• _Selected extract_
= Beginning of Section =
Spatial Index Low-Level Design: R-Tree, Geohash Grid, and Range Query Optimization

Why B-Trees Cannot Index 2D Space

A B-tree sorts data along a single dimension. Given a point (lat, lng), there is no single linear ordering that keeps spatially nearby points adjacent in the index. If you sort by latitude, then two points at lat=40 but lng=-73 and lng=120 are adjacent in the index but thousands of kilometers apart. A range query “find all points within 10km of (40.7, -74.0)” translates to a two-dimensional bounding box, which a one-dimensional B-tree cannot evaluate without scanning every row within the latitude range and filtering on longitude.

Spatial indexes solve this by organizing data in multi-dimensional space, allowing range queries to prune large portions of the search space without scanning every point.

R-Tree Structure

An R-tree is a balanced tree where every node stores a Minimum Bounding Rectangle (MBR) — the smallest axis-aligned rectangle that encloses all geometries in its subtree. Leaf nodes store individual geometries plus their MBRs. Internal nodes store the MBR of their children's MBRs.
= End of Section =
• _Data extract_
= Beginning of Section =
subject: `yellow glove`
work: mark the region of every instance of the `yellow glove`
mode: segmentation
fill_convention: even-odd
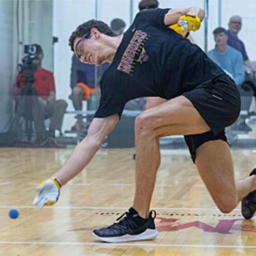
[[[60,182],[55,177],[42,180],[36,188],[38,195],[33,202],[37,205],[36,209],[41,210],[45,205],[55,204],[59,199],[61,187]]]
[[[200,26],[201,20],[197,16],[183,15],[179,18],[177,23],[169,26],[169,28],[182,36],[186,36],[189,31],[199,29]]]

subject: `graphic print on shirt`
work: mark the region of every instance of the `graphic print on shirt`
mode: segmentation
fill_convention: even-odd
[[[141,30],[137,30],[126,48],[117,70],[130,76],[132,75],[134,66],[139,63],[142,64],[150,60],[150,57],[143,47],[145,42],[150,35]]]

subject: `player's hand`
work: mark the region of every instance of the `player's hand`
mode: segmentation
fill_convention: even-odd
[[[182,35],[186,36],[189,31],[196,31],[199,29],[200,26],[201,20],[197,16],[183,15],[179,18],[177,23],[169,27]]]
[[[38,195],[33,204],[36,205],[37,210],[41,210],[44,206],[52,205],[59,199],[61,184],[57,179],[50,177],[42,180],[36,188]]]

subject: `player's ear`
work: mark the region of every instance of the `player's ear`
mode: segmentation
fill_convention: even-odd
[[[100,32],[96,28],[93,27],[91,29],[91,33],[94,36],[96,39],[99,38],[100,36]]]

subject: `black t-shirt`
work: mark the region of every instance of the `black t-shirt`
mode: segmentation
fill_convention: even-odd
[[[165,25],[169,10],[149,10],[136,16],[102,77],[95,117],[121,116],[130,100],[171,99],[225,74],[199,46]]]

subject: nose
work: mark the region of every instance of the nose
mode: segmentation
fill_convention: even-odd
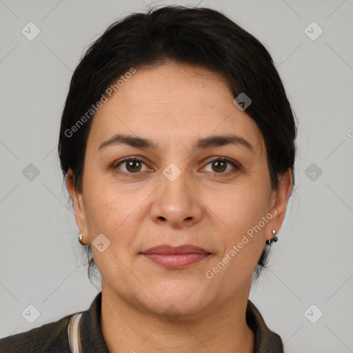
[[[203,214],[201,195],[187,179],[185,172],[174,181],[161,176],[161,185],[153,193],[153,221],[169,223],[173,228],[189,227],[200,221]]]

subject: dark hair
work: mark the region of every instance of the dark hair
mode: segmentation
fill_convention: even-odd
[[[74,70],[61,118],[59,155],[64,176],[71,169],[79,192],[94,105],[112,83],[132,68],[167,61],[216,72],[226,80],[234,98],[242,92],[248,96],[252,103],[246,112],[264,139],[272,189],[278,189],[279,176],[288,168],[294,177],[296,123],[281,78],[265,47],[219,12],[165,6],[133,13],[110,25],[90,46]],[[85,249],[90,280],[97,267],[90,245]],[[268,252],[265,245],[254,278],[265,266]]]

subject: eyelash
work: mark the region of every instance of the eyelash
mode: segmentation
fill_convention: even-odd
[[[130,161],[141,162],[141,163],[143,163],[143,164],[145,164],[145,165],[146,165],[146,163],[142,159],[139,159],[137,157],[128,157],[128,158],[125,158],[125,159],[123,159],[121,161],[119,161],[114,163],[113,164],[113,165],[112,165],[112,168],[114,170],[119,169],[118,167],[119,165],[121,165],[121,164],[123,164],[124,163],[130,162]],[[206,164],[206,166],[208,165],[209,164],[210,164],[211,163],[214,162],[214,161],[226,162],[227,164],[230,164],[234,168],[233,170],[230,170],[230,171],[228,171],[228,172],[219,172],[219,173],[217,173],[216,172],[213,172],[213,174],[215,174],[230,175],[230,174],[232,174],[234,173],[236,171],[239,171],[239,170],[242,170],[241,165],[239,163],[236,163],[236,162],[235,162],[234,161],[232,161],[232,160],[230,160],[230,159],[229,159],[228,158],[221,157],[220,156],[212,157],[212,159],[208,161],[208,163]],[[126,175],[126,176],[134,176],[134,174],[139,175],[139,174],[141,174],[141,172],[137,172],[135,173],[132,173],[132,172],[123,172],[122,170],[120,170],[119,172],[121,173],[121,174],[123,174],[123,175]]]

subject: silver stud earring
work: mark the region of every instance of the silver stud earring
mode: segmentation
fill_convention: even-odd
[[[79,241],[80,242],[80,244],[81,245],[85,245],[84,243],[83,243],[83,234],[82,233],[80,233],[80,234],[79,235]]]
[[[276,230],[272,230],[272,234],[273,234],[273,238],[272,239],[266,241],[266,244],[268,244],[269,245],[271,245],[271,243],[272,241],[276,242],[279,240],[279,239],[276,236]]]

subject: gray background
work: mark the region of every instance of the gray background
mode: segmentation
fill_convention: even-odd
[[[63,187],[60,117],[84,49],[144,1],[0,0],[0,337],[86,310],[100,290]],[[286,352],[353,352],[353,1],[155,3],[220,10],[272,54],[299,121],[296,185],[250,299]],[[32,41],[21,33],[30,21]],[[32,323],[21,315],[35,314],[30,304]]]

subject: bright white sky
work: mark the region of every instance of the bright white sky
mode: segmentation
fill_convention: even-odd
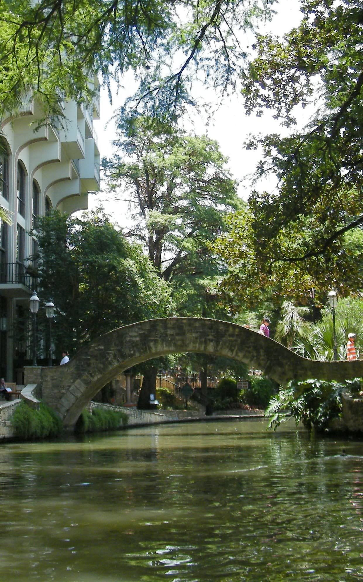
[[[274,6],[277,13],[272,21],[264,27],[263,31],[272,31],[274,34],[280,36],[297,26],[301,18],[298,0],[279,0],[279,3]],[[261,29],[260,30],[262,30]],[[132,84],[131,76],[130,83]],[[128,84],[128,79],[126,78],[124,85],[127,86]],[[133,93],[131,90],[130,94]],[[111,106],[106,91],[101,89],[101,119],[95,122],[94,124],[98,135],[101,158],[110,157],[112,155],[112,142],[115,137],[115,125],[110,119],[127,94],[125,91],[122,91],[119,96],[113,95],[113,103]],[[244,149],[243,143],[248,136],[251,133],[256,134],[260,133],[264,134],[273,132],[286,133],[286,130],[282,129],[279,123],[272,118],[272,113],[266,113],[261,118],[246,116],[243,97],[239,93],[228,99],[217,110],[213,122],[210,123],[208,127],[205,120],[202,118],[197,118],[196,122],[194,120],[194,132],[198,134],[207,134],[219,143],[222,152],[229,158],[228,165],[233,178],[241,182],[248,174],[253,172],[261,158],[261,152]],[[305,118],[300,120],[301,125],[305,125],[308,120],[307,115],[305,110]],[[272,184],[264,186],[265,189],[273,187]],[[244,180],[243,183],[240,183],[239,194],[243,198],[248,196],[248,180]],[[115,223],[121,226],[126,226],[129,223],[127,208],[124,203],[109,200],[104,193],[89,195],[90,209],[95,208],[100,203],[107,212],[112,214]]]

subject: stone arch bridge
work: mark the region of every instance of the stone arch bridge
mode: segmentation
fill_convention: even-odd
[[[26,384],[36,384],[42,400],[72,430],[82,410],[107,382],[140,362],[183,352],[237,360],[284,385],[308,378],[343,380],[363,376],[363,360],[318,361],[280,343],[226,321],[195,317],[150,320],[101,336],[69,364],[26,368]]]

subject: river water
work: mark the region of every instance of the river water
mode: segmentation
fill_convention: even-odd
[[[362,580],[362,445],[264,420],[2,443],[0,580]]]

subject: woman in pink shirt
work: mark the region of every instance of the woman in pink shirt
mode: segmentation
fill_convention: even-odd
[[[259,326],[259,333],[261,335],[263,333],[266,338],[270,337],[270,330],[268,328],[268,326],[271,323],[271,322],[268,317],[265,317],[262,320],[262,322]]]

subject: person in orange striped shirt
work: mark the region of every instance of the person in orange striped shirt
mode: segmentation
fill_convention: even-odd
[[[350,362],[353,361],[354,360],[357,360],[355,346],[354,345],[355,341],[355,334],[348,333],[348,342],[347,342],[347,360],[348,360]]]

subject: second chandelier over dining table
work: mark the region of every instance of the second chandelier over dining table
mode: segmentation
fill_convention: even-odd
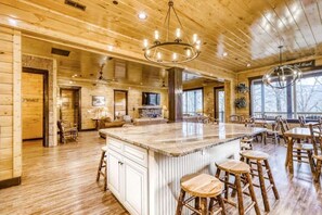
[[[178,17],[177,11],[173,7],[173,1],[168,2],[168,11],[165,18],[166,37],[165,41],[162,41],[162,36],[158,30],[154,31],[154,41],[149,42],[147,39],[143,40],[143,51],[146,60],[158,64],[171,64],[171,63],[185,63],[196,59],[201,53],[201,40],[197,34],[192,35],[192,42],[188,37],[183,37],[183,26]],[[170,17],[171,11],[178,21],[180,27],[175,30],[173,39],[169,40],[170,34]],[[184,38],[184,39],[183,39]]]

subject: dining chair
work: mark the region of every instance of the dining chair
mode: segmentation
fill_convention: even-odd
[[[299,123],[299,126],[305,128],[306,127],[306,119],[304,116],[298,116],[298,123]]]
[[[314,181],[319,182],[322,168],[322,122],[310,124],[311,140],[314,148],[313,159],[317,160],[317,167],[314,173]]]
[[[281,132],[282,132],[283,139],[284,139],[285,143],[287,144],[288,138],[285,136],[285,132],[287,130],[289,130],[287,121],[282,117],[280,117],[278,121],[281,126]],[[310,165],[312,174],[314,174],[313,144],[312,143],[309,143],[301,139],[297,139],[296,143],[293,142],[293,150],[291,153],[293,153],[293,157],[296,157],[296,159],[293,161],[288,161],[288,162],[296,161],[297,163],[307,163]],[[291,159],[291,156],[286,156],[286,157],[287,157],[286,160]]]
[[[275,117],[275,123],[271,124],[271,128],[268,128],[269,125],[265,125],[267,128],[267,138],[271,138],[275,144],[280,144],[280,124],[279,118]]]

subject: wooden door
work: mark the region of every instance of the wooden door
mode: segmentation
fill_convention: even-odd
[[[43,74],[22,74],[23,140],[43,138]]]
[[[215,117],[224,123],[224,88],[215,88]]]
[[[79,121],[79,89],[61,89],[61,119],[77,125]]]
[[[114,118],[128,114],[128,91],[114,90]]]

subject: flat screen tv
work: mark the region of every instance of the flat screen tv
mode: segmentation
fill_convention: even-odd
[[[142,105],[159,105],[160,96],[156,92],[142,92]]]

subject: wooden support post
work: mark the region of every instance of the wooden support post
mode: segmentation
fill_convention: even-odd
[[[169,68],[169,122],[182,121],[182,68]]]

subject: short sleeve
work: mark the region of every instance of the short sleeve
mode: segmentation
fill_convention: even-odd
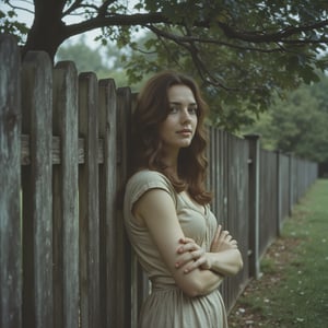
[[[140,171],[128,181],[125,194],[125,203],[129,210],[133,204],[151,189],[162,189],[169,194],[176,203],[175,190],[167,177],[156,171]]]

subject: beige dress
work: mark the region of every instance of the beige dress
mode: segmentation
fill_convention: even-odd
[[[127,184],[125,195],[125,224],[138,259],[152,282],[152,293],[144,301],[139,327],[142,328],[225,328],[226,313],[219,290],[189,297],[175,284],[147,227],[138,225],[131,213],[133,203],[148,190],[166,190],[176,204],[177,216],[185,236],[194,238],[209,250],[216,230],[216,220],[210,208],[206,213],[184,192],[175,192],[169,180],[154,171],[141,171]]]

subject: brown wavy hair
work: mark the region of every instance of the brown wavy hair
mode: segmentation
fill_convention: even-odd
[[[178,176],[173,177],[163,163],[162,141],[159,127],[169,113],[168,89],[173,85],[188,86],[197,103],[198,124],[191,144],[180,149],[178,155]],[[187,190],[190,197],[200,204],[206,204],[212,195],[206,190],[206,169],[208,161],[204,152],[207,132],[204,117],[208,106],[200,95],[197,83],[188,75],[164,71],[152,77],[137,98],[132,115],[132,173],[149,168],[163,173],[175,190]]]

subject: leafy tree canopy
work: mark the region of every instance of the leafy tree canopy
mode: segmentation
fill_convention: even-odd
[[[28,0],[26,0],[28,2]],[[26,2],[26,1],[23,1]],[[26,33],[14,21],[17,2],[5,0],[1,30]],[[327,0],[34,0],[34,22],[23,45],[54,59],[71,36],[101,28],[102,44],[130,45],[130,81],[164,68],[186,71],[201,83],[214,124],[233,130],[263,112],[272,91],[317,81],[328,45]],[[74,17],[70,23],[69,17]],[[136,42],[137,30],[149,32]],[[220,118],[220,119],[219,119]]]
[[[293,153],[316,162],[328,162],[328,77],[303,84],[277,99],[247,132],[261,136],[262,147]]]

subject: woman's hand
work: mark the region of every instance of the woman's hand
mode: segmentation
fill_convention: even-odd
[[[214,238],[211,244],[211,253],[219,253],[227,249],[237,249],[237,241],[235,241],[229,231],[222,231],[222,226],[219,225],[215,232]]]
[[[196,268],[209,268],[207,253],[192,239],[184,237],[179,239],[181,246],[177,249],[179,254],[175,267],[183,268],[185,273],[189,273]]]

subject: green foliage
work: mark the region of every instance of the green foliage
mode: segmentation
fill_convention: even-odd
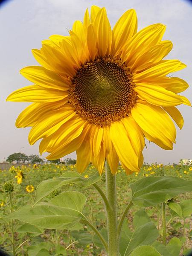
[[[21,184],[18,184],[15,176],[20,170],[25,173],[25,179]],[[101,253],[104,246],[99,236],[81,221],[83,216],[85,216],[105,241],[108,241],[102,200],[95,188],[91,186],[97,182],[105,192],[105,177],[100,176],[93,166],[90,166],[83,175],[77,173],[75,170],[75,165],[45,164],[38,165],[35,168],[32,165],[21,165],[17,168],[12,167],[10,171],[0,172],[0,244],[3,244],[4,250],[12,254],[9,239],[11,238],[12,220],[17,256],[96,256]],[[155,174],[151,173],[152,172]],[[192,172],[189,166],[175,165],[173,167],[168,166],[159,168],[157,165],[154,167],[145,166],[140,173],[129,176],[127,176],[119,166],[118,172],[119,216],[122,215],[128,202],[132,200],[134,203],[122,226],[121,255],[145,256],[147,253],[147,256],[178,256],[180,252],[186,255],[187,249],[184,249],[184,242],[186,248],[189,248],[189,241],[192,236],[189,227],[192,211],[192,201],[189,199],[189,193],[180,193],[191,189],[189,183],[192,179]],[[165,174],[172,177],[164,176]],[[162,175],[163,176],[161,177]],[[143,178],[145,176],[149,177]],[[181,179],[180,176],[188,180]],[[17,215],[17,218],[15,218],[15,216],[12,217],[14,218],[5,218],[5,215],[8,215],[10,217],[10,207],[9,192],[5,192],[3,184],[10,181],[14,186],[14,190],[10,192],[14,211],[12,216]],[[129,183],[131,183],[131,189]],[[36,190],[35,197],[35,191],[28,193],[26,190],[26,186],[31,184]],[[185,187],[182,188],[182,186]],[[74,190],[83,194],[82,197],[81,195],[77,197],[75,202],[73,201],[73,193],[78,192]],[[87,198],[85,204],[85,196]],[[161,236],[160,204],[163,201],[169,207],[166,209],[166,224],[168,221],[169,223],[166,245],[163,244]],[[155,207],[151,205],[155,205]],[[30,208],[30,206],[33,206]],[[143,206],[144,208],[140,208]],[[76,215],[77,212],[77,215]],[[34,214],[33,216],[31,215],[32,213]],[[44,215],[40,220],[39,215],[41,213]],[[3,215],[3,218],[1,218]],[[133,219],[132,215],[134,216]],[[30,224],[29,219],[32,221]],[[176,237],[171,239],[175,236],[179,239]],[[157,238],[158,241],[154,241]],[[171,254],[169,254],[169,252]]]
[[[138,246],[151,245],[159,236],[159,233],[146,212],[141,209],[134,216],[134,230],[131,232],[127,221],[124,221],[120,241],[122,256],[129,255]]]
[[[148,177],[130,185],[132,201],[140,207],[149,207],[166,202],[175,196],[192,191],[192,183],[176,177]]]
[[[153,246],[156,248],[162,256],[179,255],[181,246],[180,240],[177,237],[172,239],[166,246],[157,241],[153,244]]]
[[[35,204],[44,198],[52,192],[67,184],[79,183],[81,186],[88,186],[96,182],[101,178],[98,172],[89,178],[83,177],[76,172],[66,172],[61,178],[44,180],[38,186],[35,198],[34,204]]]
[[[38,155],[32,154],[28,157],[28,161],[31,163],[41,163],[44,162],[42,158],[40,158]]]
[[[28,157],[23,153],[14,153],[7,157],[6,161],[9,163],[12,163],[16,161],[17,163],[25,163],[28,160]]]
[[[66,229],[84,218],[81,212],[86,200],[79,192],[64,192],[47,203],[24,206],[7,217],[44,228]]]

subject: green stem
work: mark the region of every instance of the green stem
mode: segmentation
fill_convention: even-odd
[[[119,244],[117,239],[117,221],[116,202],[116,180],[107,162],[105,163],[107,198],[110,208],[106,209],[108,232],[108,256],[119,256]]]
[[[126,217],[127,212],[128,212],[128,211],[129,209],[130,208],[130,207],[132,206],[132,204],[133,204],[133,203],[132,202],[132,201],[130,201],[129,204],[128,204],[128,205],[126,207],[123,213],[122,214],[122,216],[121,216],[121,219],[120,219],[119,222],[119,223],[118,229],[117,229],[117,238],[118,238],[119,241],[119,239],[120,239],[120,236],[121,235],[121,230],[122,228],[122,226],[125,218]]]
[[[11,192],[9,193],[9,202],[10,202],[10,210],[11,212],[13,212],[13,204],[12,203],[12,198]],[[11,233],[12,234],[12,248],[13,250],[13,256],[15,256],[16,255],[16,251],[15,251],[15,239],[14,239],[14,223],[13,220],[11,220]]]
[[[162,203],[162,226],[163,226],[163,244],[166,245],[166,216],[165,211],[166,204]]]
[[[100,240],[102,241],[103,244],[105,249],[107,251],[108,251],[108,245],[106,242],[106,241],[104,238],[103,237],[103,236],[101,234],[101,233],[97,230],[97,229],[90,223],[89,221],[87,219],[85,219],[84,218],[81,219],[80,222],[82,223],[84,223],[86,224],[87,226],[89,226],[89,227],[94,231],[94,232],[97,235],[98,237],[99,237]]]
[[[185,239],[186,239],[186,231],[185,230],[185,221],[184,218],[183,218],[183,235],[184,235],[184,237],[185,238]],[[186,249],[186,240],[185,240],[185,241],[184,242],[184,248],[185,249]]]

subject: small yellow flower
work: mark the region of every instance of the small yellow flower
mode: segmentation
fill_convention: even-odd
[[[3,207],[5,205],[5,203],[2,201],[0,203],[0,207]]]
[[[34,191],[34,187],[32,185],[28,185],[26,186],[26,189],[28,193],[32,193]]]
[[[24,173],[21,170],[17,171],[17,175],[15,176],[15,178],[17,179],[17,184],[21,184],[23,181],[23,178],[24,177]]]

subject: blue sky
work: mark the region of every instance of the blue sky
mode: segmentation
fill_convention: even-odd
[[[0,56],[1,125],[0,161],[15,152],[38,154],[38,143],[31,146],[28,142],[30,128],[15,127],[15,119],[28,104],[5,102],[13,90],[31,84],[19,70],[26,66],[38,65],[31,49],[40,48],[41,41],[52,34],[68,35],[76,20],[82,20],[84,11],[92,5],[106,8],[111,26],[127,10],[137,13],[138,30],[154,23],[166,25],[163,37],[173,43],[173,48],[166,58],[179,59],[187,67],[174,75],[192,84],[192,5],[184,0],[10,0],[0,6]],[[2,26],[3,24],[3,26]],[[192,101],[192,89],[183,93]],[[176,144],[172,151],[165,151],[153,143],[147,143],[144,150],[146,162],[177,163],[180,159],[192,158],[191,109],[179,106],[184,118],[181,131],[177,129]],[[75,157],[75,154],[70,154]]]

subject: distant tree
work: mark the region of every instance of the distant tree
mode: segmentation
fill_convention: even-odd
[[[15,161],[19,163],[25,163],[26,161],[28,160],[28,157],[23,153],[14,153],[7,157],[6,161],[9,163],[12,163]]]
[[[65,162],[67,164],[75,164],[76,160],[75,159],[72,159],[71,158],[67,158]]]
[[[41,163],[44,160],[38,155],[30,155],[28,157],[29,161],[31,163]]]
[[[61,163],[60,159],[55,159],[55,160],[48,160],[47,162],[52,163]]]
= End of Section =
Could you extend the spatial index design text, picking up right after its final sentence? The lines have nothing to do with the spatial index text.

• _Answer to this problem_
The key insight: if a query bounding box does not intersect a node's MBR, no geometry in that subtree can possibly match the query. The search prunes entire subtrees early without examining individual geometries.

R-tree properties:

All leaves are at the same depth (balanced)
Each node except the root has between m and M entries (m ≥ ceil(M/2))
The root has at least 2 entries unless it is a leaf

R-Tree Search

To find all geometries intersecting a query rectangle Q:

At the root, check each child MBR. If it intersects Q, recurse into that child.
At each internal node, prune children whose MBRs do not intersect Q.
At leaf nodes, check each geometry's MBR against Q. If it intersects, add to candidates.
For exact geometric predicates (not just MBR), perform the precise geometry intersection check on each candidate.

This filter-refinement approach avoids precise geometry computation on the vast majority of indexed shapes.

R-Tree Insert and Split Algorithms

To insert a geometry G:

Descend from root, at each level choosing the child whose MBR requires the smallest area increase to accommodate G.
Insert G into the chosen leaf.
If the leaf overflows (more than M entries), split it. Splitting algorithms:

Linear split — O(M), low quality: find the two seeds with maximum separation along each axis, assign remaining entries to the nearer seed.
Quadratic split — O(M²), better quality: find the pair of entries that would waste the most space if grouped together; use as seeds.
R*-tree split — O(M log M), best quality: sort entries along each axis, evaluate split points by combined area and overlap; also introduces forced reinsert (remove a fraction of entries from an overflowing node and reinsert them, often avoiding the split entirely).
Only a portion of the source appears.